>>>>>
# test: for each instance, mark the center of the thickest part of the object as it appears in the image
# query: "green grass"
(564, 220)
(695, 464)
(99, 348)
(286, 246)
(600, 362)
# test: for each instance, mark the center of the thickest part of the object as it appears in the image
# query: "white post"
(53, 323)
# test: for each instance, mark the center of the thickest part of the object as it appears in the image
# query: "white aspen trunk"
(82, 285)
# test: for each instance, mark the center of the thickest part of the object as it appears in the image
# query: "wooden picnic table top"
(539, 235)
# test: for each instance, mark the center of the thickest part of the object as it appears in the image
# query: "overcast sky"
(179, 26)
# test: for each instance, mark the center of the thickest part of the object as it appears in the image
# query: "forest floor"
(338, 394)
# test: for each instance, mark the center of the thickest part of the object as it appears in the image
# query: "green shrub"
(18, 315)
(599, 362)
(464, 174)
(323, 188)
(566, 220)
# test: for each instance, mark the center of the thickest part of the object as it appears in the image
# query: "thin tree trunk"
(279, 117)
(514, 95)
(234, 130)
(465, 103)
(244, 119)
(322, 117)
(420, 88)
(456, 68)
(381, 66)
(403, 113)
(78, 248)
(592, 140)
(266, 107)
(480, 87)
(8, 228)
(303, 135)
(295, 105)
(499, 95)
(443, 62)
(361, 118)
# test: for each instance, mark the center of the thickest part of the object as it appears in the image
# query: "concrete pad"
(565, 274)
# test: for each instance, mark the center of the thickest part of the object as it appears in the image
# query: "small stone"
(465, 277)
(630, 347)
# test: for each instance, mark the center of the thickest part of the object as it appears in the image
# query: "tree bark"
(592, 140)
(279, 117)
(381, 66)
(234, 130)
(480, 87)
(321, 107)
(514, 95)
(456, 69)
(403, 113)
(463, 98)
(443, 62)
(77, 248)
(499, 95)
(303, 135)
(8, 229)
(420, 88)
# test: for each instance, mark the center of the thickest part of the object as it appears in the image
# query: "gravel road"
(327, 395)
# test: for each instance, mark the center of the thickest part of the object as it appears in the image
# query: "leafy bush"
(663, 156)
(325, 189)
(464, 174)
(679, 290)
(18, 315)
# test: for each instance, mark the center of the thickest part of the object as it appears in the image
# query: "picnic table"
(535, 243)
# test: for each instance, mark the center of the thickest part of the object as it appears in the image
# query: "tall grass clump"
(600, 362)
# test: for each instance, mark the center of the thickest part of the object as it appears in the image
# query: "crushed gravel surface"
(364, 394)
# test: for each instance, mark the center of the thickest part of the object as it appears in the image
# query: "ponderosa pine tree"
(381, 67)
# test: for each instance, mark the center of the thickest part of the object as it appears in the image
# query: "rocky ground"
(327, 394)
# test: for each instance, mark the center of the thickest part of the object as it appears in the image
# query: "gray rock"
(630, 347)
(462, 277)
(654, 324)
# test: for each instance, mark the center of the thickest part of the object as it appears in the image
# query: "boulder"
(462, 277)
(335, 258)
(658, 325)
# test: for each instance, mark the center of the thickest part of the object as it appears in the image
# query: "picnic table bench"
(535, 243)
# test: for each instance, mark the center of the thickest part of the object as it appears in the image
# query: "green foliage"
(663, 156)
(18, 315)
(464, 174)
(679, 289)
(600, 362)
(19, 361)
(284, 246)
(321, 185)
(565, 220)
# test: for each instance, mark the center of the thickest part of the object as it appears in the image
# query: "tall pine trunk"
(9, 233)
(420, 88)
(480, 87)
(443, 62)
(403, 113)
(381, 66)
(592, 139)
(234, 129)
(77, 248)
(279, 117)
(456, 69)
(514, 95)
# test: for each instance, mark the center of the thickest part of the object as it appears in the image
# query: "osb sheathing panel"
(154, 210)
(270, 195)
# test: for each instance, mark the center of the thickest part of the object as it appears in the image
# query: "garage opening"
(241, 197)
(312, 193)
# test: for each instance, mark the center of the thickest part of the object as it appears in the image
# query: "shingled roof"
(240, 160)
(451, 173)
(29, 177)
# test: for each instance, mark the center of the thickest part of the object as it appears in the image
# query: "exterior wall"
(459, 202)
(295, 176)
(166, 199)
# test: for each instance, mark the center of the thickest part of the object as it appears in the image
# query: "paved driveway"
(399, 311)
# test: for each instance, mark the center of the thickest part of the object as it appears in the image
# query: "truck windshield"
<<<<<
WORK ITEM => The data must be printed verbatim, line by line.

PROBLEM SOLUTION =>
# test: for each instance, mark the center of the thickest part of the object as it appears in the image
# query: "green grass"
(564, 220)
(695, 464)
(99, 348)
(286, 246)
(600, 362)
# test: for each instance, mark the center of the thickest part of the object as it appears in the image
# query: "white post"
(53, 323)
# test: for each instance, mark the center of the thickest part of the object as it appears in the image
# query: "white aspen trunk"
(82, 285)
# test: for each instance, mark the center of the thickest part of the object as it appears in the image
# query: "wooden picnic table top"
(539, 235)
# test: for each instance, mark the center of the thickest part of the object as it appears in the image
# query: "overcast sky"
(179, 26)
# test: for each instance, mark the center of the thickest part of the object as it appears in the image
# query: "forest floor"
(338, 394)
# test: for each instance, mark the center of the thickest part of the object as it appears in the image
# query: "green shrub"
(18, 315)
(599, 362)
(464, 174)
(323, 188)
(566, 220)
# test: for each instance, mark the center of the thickest part of the object as it appears in the image
# query: "thin tree trunk"
(279, 117)
(514, 95)
(234, 130)
(465, 103)
(244, 119)
(322, 117)
(420, 88)
(456, 68)
(381, 66)
(403, 113)
(78, 248)
(592, 140)
(266, 107)
(480, 87)
(8, 228)
(303, 135)
(295, 105)
(499, 95)
(443, 62)
(361, 118)
# test: for each instance, mark the center of the thickest part of the object as it appears in the image
# query: "concrete pad"
(565, 274)
# test: for each instance, mark the center of the thickest part of the object as it appears in the image
# query: "small stone"
(465, 277)
(630, 347)
# test: for each instance, mark the center of the thickest part of the object as it appears in the image
# query: "tree bark"
(592, 140)
(279, 117)
(381, 66)
(234, 130)
(480, 87)
(321, 107)
(514, 95)
(456, 69)
(403, 113)
(463, 98)
(443, 62)
(77, 248)
(499, 95)
(303, 135)
(8, 229)
(420, 88)
# test: for each instance, mark the center of the thickest part of the object as it appears in the image
# query: "gravel road"
(327, 395)
# test: for each instance, mark the center of the thickest part of the object as it appears in the image
# query: "leafy bush"
(663, 156)
(325, 189)
(464, 174)
(679, 290)
(18, 315)
# test: for each instance, mark the center of the thickest part of the object as it appears in the image
# query: "picnic table"
(535, 243)
# test: for each instance, mark the center of the thickest part of the object as it appears in the image
# query: "tall grass clump"
(600, 362)
# test: for each instance, mark the center of the thickest part of the object as it appears in the image
# query: "crushed gravel surface"
(364, 394)
# test: for each instance, mark the center of the thickest part of the object as it appears in the image
# query: "ponderosa pine tree"
(381, 67)
# test: for each instance, mark the center of the thickest part of the object as it appears in the image
# query: "rocky ground"
(327, 394)
# test: for each instance, mark the center of the thickest part of the object as it appears in the image
# query: "gray rock"
(630, 347)
(462, 277)
(654, 324)
# test: for each instance, mark the center of the thickest part of the object as it appears in the image
# query: "boulder"
(462, 277)
(335, 258)
(658, 325)
# test: for each instance, mark the center of the thickest part of the object as it appears in the image
# query: "picnic table bench"
(535, 243)
# test: for each instance, mark the center of the thickest part of the object as it appears in the image
# query: "green foliage"
(663, 156)
(18, 315)
(464, 174)
(679, 289)
(600, 362)
(19, 361)
(284, 246)
(321, 185)
(565, 220)
# test: for each instance, mark the center of the thickest part of the object as it appears in the image
# query: "tall pine trunk"
(9, 233)
(420, 88)
(480, 87)
(443, 62)
(403, 113)
(381, 66)
(592, 139)
(234, 129)
(77, 248)
(279, 117)
(456, 69)
(514, 95)
# test: for each instance, mark the center of the thickest part of the object as it appears in the image
# query: "osb sheathing panel"
(154, 210)
(270, 195)
# test: for each instance, mark the center of the thickest part of the object as it appears in the image
# query: "garage opening"
(241, 197)
(312, 193)
# test: for each instance, mark the center of the thickest part of the object as it appears in the image
# query: "shingled roof"
(240, 160)
(451, 173)
(29, 177)
# test: for each instance, mark the center of the thickest part of the object as it appears in the image
# query: "exterior wall"
(459, 202)
(295, 176)
(166, 199)
# test: for each instance, mark the center of the thickest part of the object as it appears in the image
# query: "paved driveway"
(399, 311)
# test: for each instance, mark the center of the thickest part of the object as it appears in the image
# query: "truck windshield"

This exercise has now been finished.